TEXT TO READ =>
Monday, 23 October 2017

An inch was golden

Kingsland Large Reservoir, Coates, Cambs

The three irrigation reservoirs at Kingsland are not permanently pegged and, as usual, our match (13 entries) were put on the Eastern bank of the large lake. I was peg 6, in the middle, in the peg against the lifebuoy. The wind was from the west, a little over the end bank to my left, and the first two swims (and the one on the end bank itself) were very calm, with hardly a ripple, but from peg 4 the water became quite rough after a short while.

Even before the draw I had resigned myself to fishing for third place, as Trevor and Peter always try to surface fish, and nearly always end up first and second. And when Trevor drew peg 2, in the calm water, I made him hot favourite to win. He didn’t disappoint!

I didn’t take my Browning Z12, preferring to give my old Browning Sting an airing – slim, light and strong - as the fish here run very big and there are lots of bankside reeds. I also rigged up my old margin pole.


Bad start/good start
The water was well up and the lake was surprisingly deep close in – a good six feet by the reeds and seven feet further out.  I didn’t hear the all-in and was several minutes late starting and, having put some cat meat and pellet by the side of the reeds I put out a rig on the Sting at about seven metres with 6mm banded pellet over a pot of pellets. Within a minute I hit a fish which, in two seconds flat, tore off parallel with the reeds and weeded me before I could stick another section on the pole.

SOURCE EXCERPT =>
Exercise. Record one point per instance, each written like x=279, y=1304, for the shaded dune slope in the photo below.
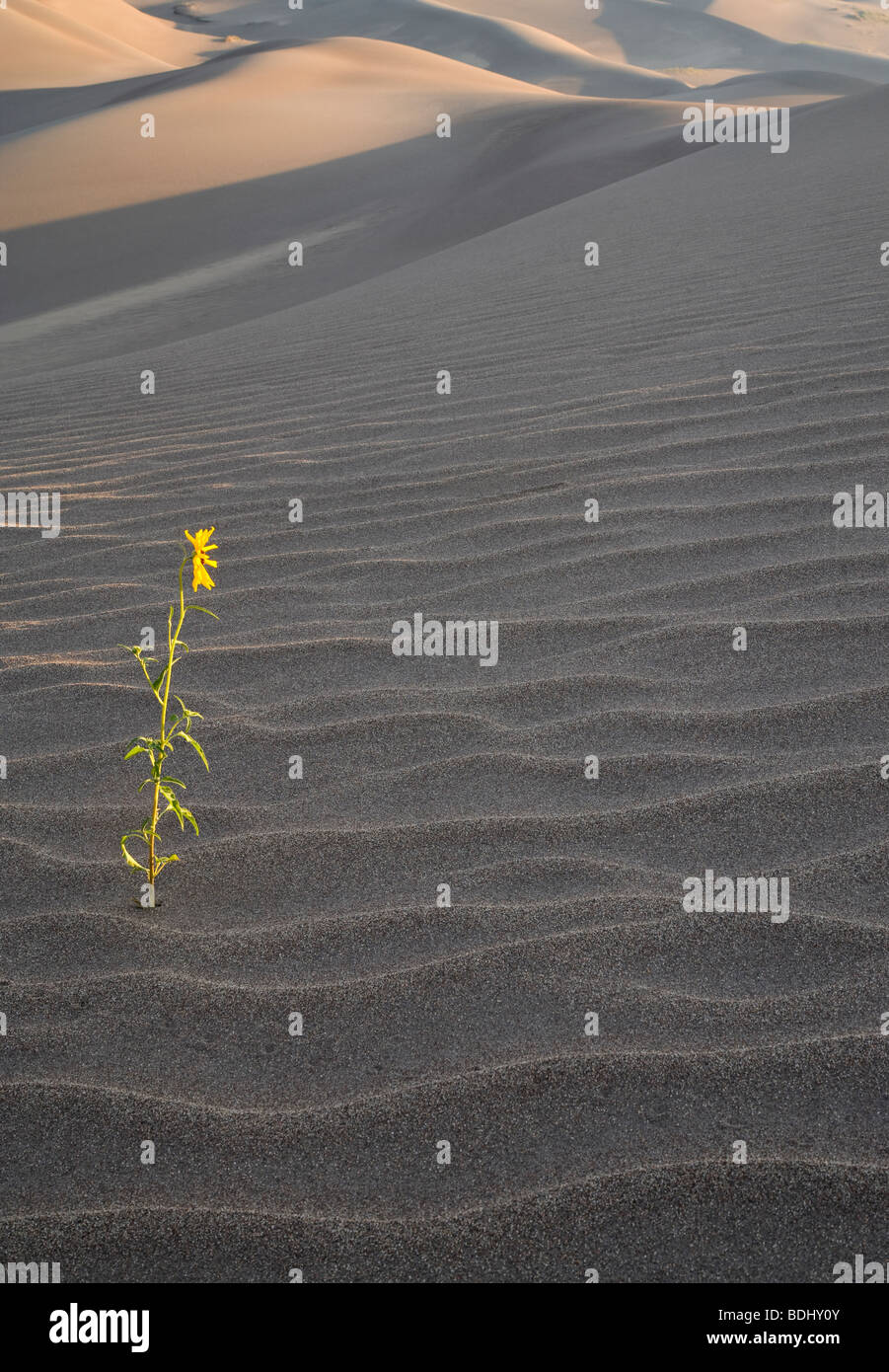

GIVEN REQUEST 1 => List every peg number mentioned in the fishing match report.
GIVEN REQUEST 2 => Retype the fishing match report from "The three irrigation" to "a short while.".

FINAL RESULT 1 => 6, 4, 2

FINAL RESULT 2 =>
The three irrigation reservoirs at Kingsland are not permanently pegged and, as usual, our match (13 entries) were put on the Eastern bank of the large lake. I was peg 6, in the middle, in the peg against the lifebuoy. The wind was from the west, a little over the end bank to my left, and the first two swims (and the one on the end bank itself) were very calm, with hardly a ripple, but from peg 4 the water became quite rough after a short while.